:: What to do ::
Make an exact copy of the records, with the pictures left out.

Object position labeling entries

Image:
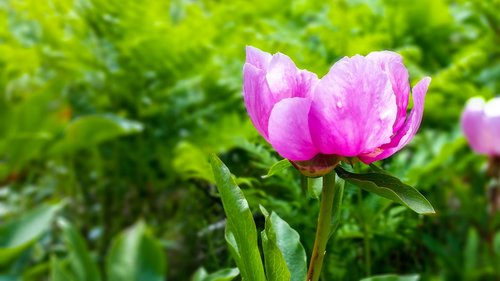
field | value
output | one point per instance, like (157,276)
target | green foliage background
(109,110)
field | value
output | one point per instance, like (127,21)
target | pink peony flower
(481,125)
(358,109)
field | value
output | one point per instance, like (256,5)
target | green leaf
(389,187)
(18,234)
(314,187)
(136,255)
(94,129)
(278,167)
(241,234)
(337,204)
(226,274)
(80,260)
(276,268)
(285,256)
(393,277)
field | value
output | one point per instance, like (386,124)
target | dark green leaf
(18,234)
(226,274)
(136,255)
(278,167)
(389,187)
(241,234)
(285,255)
(58,271)
(80,260)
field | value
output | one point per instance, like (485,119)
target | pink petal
(392,64)
(473,126)
(289,129)
(492,126)
(257,97)
(257,58)
(409,129)
(385,57)
(286,81)
(353,108)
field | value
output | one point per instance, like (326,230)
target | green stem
(366,237)
(324,228)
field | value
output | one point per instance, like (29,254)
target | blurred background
(109,109)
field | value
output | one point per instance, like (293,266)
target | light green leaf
(241,234)
(278,167)
(94,129)
(393,277)
(136,255)
(18,234)
(314,187)
(389,187)
(285,256)
(80,260)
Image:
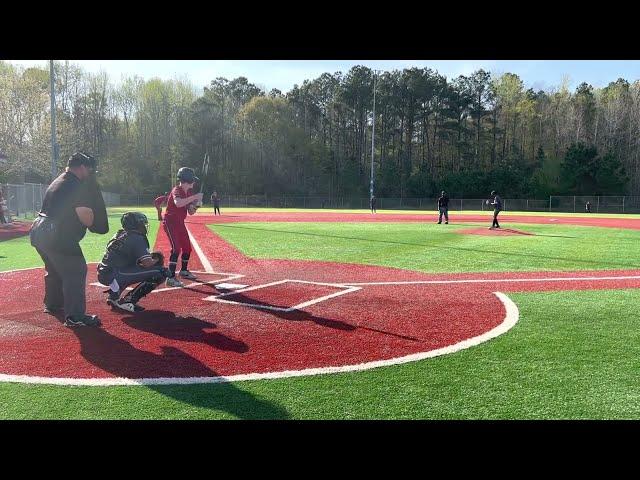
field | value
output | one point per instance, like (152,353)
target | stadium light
(373,133)
(54,149)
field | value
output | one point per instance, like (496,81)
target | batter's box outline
(346,289)
(229,276)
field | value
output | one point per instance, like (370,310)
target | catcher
(128,261)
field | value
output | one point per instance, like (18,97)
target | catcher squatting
(128,260)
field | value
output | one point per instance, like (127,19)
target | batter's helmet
(135,221)
(186,174)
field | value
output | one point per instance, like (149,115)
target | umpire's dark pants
(65,280)
(495,218)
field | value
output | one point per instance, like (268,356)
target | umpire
(443,207)
(72,203)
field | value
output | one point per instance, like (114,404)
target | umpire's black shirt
(64,195)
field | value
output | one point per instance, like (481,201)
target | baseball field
(302,314)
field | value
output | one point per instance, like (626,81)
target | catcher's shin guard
(185,261)
(142,289)
(173,261)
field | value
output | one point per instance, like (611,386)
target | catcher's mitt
(158,257)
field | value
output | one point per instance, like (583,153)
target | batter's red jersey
(160,200)
(173,213)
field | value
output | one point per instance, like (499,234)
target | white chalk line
(511,318)
(203,259)
(346,289)
(494,280)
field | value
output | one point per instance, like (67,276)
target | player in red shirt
(158,202)
(180,202)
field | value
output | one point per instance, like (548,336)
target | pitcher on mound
(180,202)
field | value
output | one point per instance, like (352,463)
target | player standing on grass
(215,200)
(497,208)
(158,202)
(443,207)
(181,201)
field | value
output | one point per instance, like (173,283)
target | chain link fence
(597,204)
(25,201)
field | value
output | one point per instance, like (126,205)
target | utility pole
(54,156)
(373,133)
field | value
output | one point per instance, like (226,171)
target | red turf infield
(185,334)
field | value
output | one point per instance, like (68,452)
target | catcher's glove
(158,257)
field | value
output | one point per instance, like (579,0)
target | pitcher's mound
(494,231)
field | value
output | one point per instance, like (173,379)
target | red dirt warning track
(289,316)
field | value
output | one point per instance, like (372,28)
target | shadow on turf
(166,324)
(438,246)
(303,316)
(116,356)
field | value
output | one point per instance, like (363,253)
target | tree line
(466,135)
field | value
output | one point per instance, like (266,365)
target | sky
(283,74)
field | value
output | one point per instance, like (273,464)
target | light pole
(373,133)
(54,162)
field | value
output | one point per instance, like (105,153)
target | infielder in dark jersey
(128,261)
(181,202)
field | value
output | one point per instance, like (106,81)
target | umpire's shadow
(304,316)
(120,358)
(167,324)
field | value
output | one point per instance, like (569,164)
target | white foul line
(492,280)
(509,321)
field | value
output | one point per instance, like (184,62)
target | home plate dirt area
(251,319)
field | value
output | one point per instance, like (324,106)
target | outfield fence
(26,199)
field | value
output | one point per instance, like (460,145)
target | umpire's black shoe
(53,310)
(125,305)
(82,321)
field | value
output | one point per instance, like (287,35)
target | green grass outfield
(572,355)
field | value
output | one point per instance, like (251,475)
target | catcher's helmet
(135,221)
(186,174)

:: Exercise response ::
Image:
field | value
output | one point per instance, like (157,276)
target | green foliage background
(109,110)
field | value
output | one point per instance, like (127,21)
target | pink peony flower
(481,125)
(358,109)
field | value
output | one point per instance, like (256,5)
target | green leaf
(389,187)
(18,234)
(314,187)
(136,255)
(94,129)
(278,167)
(241,234)
(337,204)
(226,274)
(80,260)
(276,268)
(285,256)
(393,277)
field | value
output | one point per instance, like (386,124)
target | dark green leaf
(18,234)
(226,274)
(136,255)
(278,167)
(389,187)
(241,234)
(285,255)
(58,271)
(80,260)
field | value
output | one point per instance, like (485,119)
target | pink petal
(392,64)
(473,126)
(289,129)
(492,126)
(257,97)
(257,58)
(409,129)
(385,57)
(286,81)
(353,108)
field | value
output | one point per instance, like (326,230)
target | green stem
(366,237)
(324,228)
field | value
output | one point per instance, like (29,254)
target | blurred background
(109,109)
field | value
output | one point per instance, like (293,266)
target | light green leaf
(241,234)
(278,167)
(94,129)
(393,277)
(136,255)
(18,234)
(314,187)
(389,187)
(285,256)
(80,260)
Image:
field | value
output | one point per instance, like (152,353)
target | stadium light
(373,133)
(54,149)
field | value
output | one point per instance, like (496,81)
target | batter's box outline
(346,289)
(229,276)
field | value
output | one point per instance, like (370,310)
target | catcher
(128,261)
field | value
output | one point per instance, like (18,97)
target | catcher squatting
(128,260)
field | value
output | one point per instance, like (127,19)
target | batter's helmet
(135,221)
(186,174)
field | value
output | one point per instance, like (149,115)
target | umpire's dark pants
(65,280)
(495,218)
field | value
output | one point per instance, like (268,356)
target | umpire
(443,207)
(72,203)
field | value
output | one point per instance, like (114,404)
target | umpire's black shirt
(64,195)
field | value
output | one point per instance, like (481,201)
target | baseball field
(302,314)
field | value
output | one point per instance, like (626,81)
target | catcher's shin guard
(185,261)
(142,289)
(173,261)
field | value
output | one point per instance, like (611,386)
target | catcher's mitt
(158,257)
field | value
output | one point per instance, like (583,153)
target | batter's red jersey
(160,200)
(173,213)
field | value
output | one point per instance, like (499,234)
target | white chalk line
(511,318)
(203,259)
(346,289)
(494,280)
field | value
output | one point per instance, like (67,276)
target | player in red shirt
(158,202)
(180,202)
field | value
output | one point per instance, like (548,336)
target | pitcher on mound
(180,202)
field | value
output | one point per instance, like (352,463)
target | player standing on grass
(215,200)
(497,208)
(158,202)
(443,207)
(181,201)
field | value
output | one point per instance, like (173,283)
target | chain link fence
(597,204)
(25,201)
field | value
output | one point per instance, like (126,205)
target | utility pole
(54,156)
(373,133)
field | value
output | one point per instance, like (226,171)
target | red turf infield
(185,334)
field | value
output | one point per instance, like (68,452)
target | catcher's glove
(158,257)
field | value
output | one point per instance, like (579,0)
target | pitcher's mound
(494,231)
field | value
output | one point per instance, like (173,379)
target | red dirt warning track
(289,316)
field | value
output | one point per instance, like (372,28)
target | shadow on turf
(166,324)
(438,246)
(303,316)
(116,356)
field | value
output | one point per instance, like (363,253)
target | tree line
(466,135)
field | value
output | one point per instance, like (266,365)
target | sky
(283,74)
field | value
output | one point per instance, like (273,464)
target | light pole
(373,133)
(54,162)
field | value
output | one point per instance, like (105,153)
target | infielder in dark jersey
(128,261)
(181,202)
field | value
output | one point per instance, like (106,81)
target | umpire's shadow
(304,316)
(120,358)
(167,324)
field | value
output | one point per instance, like (569,164)
target | white foul line
(492,280)
(509,321)
field | value
output | one point per instance, like (184,62)
target | home plate dirt area
(251,319)
field | value
output | one point per instance, like (324,106)
target | outfield fence
(26,199)
field | value
output | one point per instance, like (460,145)
target | umpire's black shoe
(53,310)
(125,305)
(82,321)
field | value
output | one point per instance, like (287,35)
target | green grass outfield
(572,355)
field | value
output | one point per instance, like (251,475)
target | catcher's helmet
(135,221)
(186,174)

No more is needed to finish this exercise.